Directions for this task -
Repeat each line word for word.

Records for this task -
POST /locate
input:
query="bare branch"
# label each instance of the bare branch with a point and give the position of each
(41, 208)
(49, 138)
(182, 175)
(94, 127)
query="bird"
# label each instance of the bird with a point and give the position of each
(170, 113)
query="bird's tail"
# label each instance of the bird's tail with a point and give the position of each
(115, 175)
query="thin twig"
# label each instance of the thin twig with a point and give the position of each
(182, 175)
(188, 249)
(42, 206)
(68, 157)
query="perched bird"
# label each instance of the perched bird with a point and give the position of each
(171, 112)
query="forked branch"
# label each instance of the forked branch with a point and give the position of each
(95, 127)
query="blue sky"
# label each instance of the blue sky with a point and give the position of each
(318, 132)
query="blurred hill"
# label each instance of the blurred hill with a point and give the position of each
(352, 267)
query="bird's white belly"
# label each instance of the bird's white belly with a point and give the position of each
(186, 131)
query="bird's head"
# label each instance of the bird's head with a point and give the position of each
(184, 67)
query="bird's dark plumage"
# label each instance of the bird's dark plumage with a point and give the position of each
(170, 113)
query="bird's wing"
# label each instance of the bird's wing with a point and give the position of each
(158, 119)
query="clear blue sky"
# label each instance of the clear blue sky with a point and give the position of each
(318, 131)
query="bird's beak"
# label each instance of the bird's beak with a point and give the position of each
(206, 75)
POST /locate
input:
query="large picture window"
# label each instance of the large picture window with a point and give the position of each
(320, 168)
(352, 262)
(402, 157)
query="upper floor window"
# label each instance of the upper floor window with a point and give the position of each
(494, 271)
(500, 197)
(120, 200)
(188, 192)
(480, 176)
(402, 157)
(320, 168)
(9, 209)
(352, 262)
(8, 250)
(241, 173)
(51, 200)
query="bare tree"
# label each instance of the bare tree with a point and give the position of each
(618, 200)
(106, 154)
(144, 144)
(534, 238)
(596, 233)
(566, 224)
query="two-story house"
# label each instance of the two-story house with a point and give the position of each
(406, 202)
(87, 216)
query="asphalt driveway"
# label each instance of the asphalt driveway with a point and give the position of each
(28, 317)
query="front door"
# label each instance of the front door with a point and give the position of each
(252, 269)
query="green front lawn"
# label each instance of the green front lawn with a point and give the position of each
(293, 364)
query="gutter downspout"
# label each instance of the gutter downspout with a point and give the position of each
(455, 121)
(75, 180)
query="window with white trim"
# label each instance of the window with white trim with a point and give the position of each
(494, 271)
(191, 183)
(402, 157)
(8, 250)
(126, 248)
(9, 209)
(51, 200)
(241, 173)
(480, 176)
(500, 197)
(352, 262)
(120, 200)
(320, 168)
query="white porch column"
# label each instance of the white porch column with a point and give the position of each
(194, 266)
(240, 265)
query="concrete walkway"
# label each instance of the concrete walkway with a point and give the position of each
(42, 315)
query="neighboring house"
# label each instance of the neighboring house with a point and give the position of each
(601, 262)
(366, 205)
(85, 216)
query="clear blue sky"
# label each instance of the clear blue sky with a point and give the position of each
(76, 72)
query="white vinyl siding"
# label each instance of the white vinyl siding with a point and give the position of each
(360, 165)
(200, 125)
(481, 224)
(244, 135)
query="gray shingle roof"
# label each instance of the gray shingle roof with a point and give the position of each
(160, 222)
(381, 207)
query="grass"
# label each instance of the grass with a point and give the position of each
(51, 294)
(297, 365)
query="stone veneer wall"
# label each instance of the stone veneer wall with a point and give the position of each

Response to the task -
POST /locate
input:
query="bare branch"
# label each instance of the bare branch with a point and give the position of each
(41, 208)
(49, 138)
(182, 175)
(94, 127)
query="bird"
# label each instance of the bird with a point and give the position of each
(170, 113)
query="bird's tail"
# label each instance of the bird's tail with a point and give the position of each
(115, 175)
query="thin twig"
# label each instance of the thin twig with a point and give the position of each
(182, 175)
(188, 249)
(42, 206)
(68, 157)
query="perched bird"
# label each instance of the perched bird with a point and give the position of each
(171, 112)
query="forked branch"
# label each instance of the forked branch with a point and give the position of each
(95, 127)
query="blue sky"
# label each instance of the blue sky with a point and give the position of each
(318, 132)
query="blurred hill"
# label each instance of the blurred hill with a point and give the position of each
(352, 267)
query="bird's white belly"
# label each instance of the bird's white belly with a point and give the position of each
(186, 131)
query="bird's head"
# label each instance of the bird's head with a point and give the position of each
(184, 67)
query="bird's dark plumage"
# label each instance of the bird's dark plumage with a point and give the position of each
(170, 113)
query="bird's wing"
# label each instance of the bird's wing with a point and give the position of each
(158, 119)
query="clear blue sky"
# label each instance of the clear blue sky with a point and give the position of each
(318, 131)
query="bird's beak"
# label each instance of the bird's beak with a point and give the position of each
(206, 75)
POST /locate
input:
query="large picture window"
# label each instance of the large picture window with a point and give the position of each
(320, 168)
(352, 262)
(402, 157)
query="upper floor window"
# label each instance of the upper floor window with a point and give the position of each
(494, 271)
(500, 197)
(120, 200)
(188, 192)
(480, 176)
(402, 157)
(320, 168)
(9, 209)
(352, 262)
(8, 250)
(241, 173)
(51, 200)
query="bare tree"
# label each instance of the bare tree with a point and give the position of each
(618, 200)
(106, 154)
(144, 144)
(534, 238)
(596, 233)
(566, 224)
query="two-story house"
# label each instance of the two-story house with a point and give the position of each
(406, 202)
(87, 216)
query="asphalt driveway"
# label each instance of the asphalt driveway with a point and give the position of each
(28, 317)
query="front door"
# label each instance of the front door with a point and give the position of each
(252, 269)
query="green front lawn"
# label each instance of the green front lawn with a point and give the position of each
(293, 364)
query="gutter downspout"
# label each instance of the gutter downspout with a point and give the position of each
(455, 121)
(75, 180)
query="window with white trim"
# label each instance of the window with white trim with a point and give the position of each
(494, 271)
(191, 183)
(402, 157)
(8, 250)
(126, 248)
(9, 209)
(51, 200)
(241, 173)
(480, 176)
(500, 197)
(352, 262)
(120, 200)
(320, 168)
query="white porch column"
# label each instance of the white porch column with a point and give the position of each
(194, 266)
(240, 265)
query="concrete walkway"
# label each instance of the concrete walkway with a point and give the position of each
(42, 315)
query="neighboring house"
# label each instance of the neighboring house with a point and give the position of each
(601, 262)
(366, 205)
(85, 216)
query="clear blue sky"
# label each instance of the clear blue sky with a point and give the position of each
(76, 72)
query="white vinyl siding"
# label each instance of the white vinyl siding with a point and give the position of each
(360, 165)
(200, 125)
(481, 224)
(244, 135)
query="gray shingle roof"
# label each instance of the gray shingle roof with a point and give the position of each
(160, 222)
(381, 207)
query="grass"
# label each instance of the grass with a point and give the position of each
(51, 294)
(297, 365)
query="stone veneer wall"
# label each instance of the stone veneer wall with a point and give the position of each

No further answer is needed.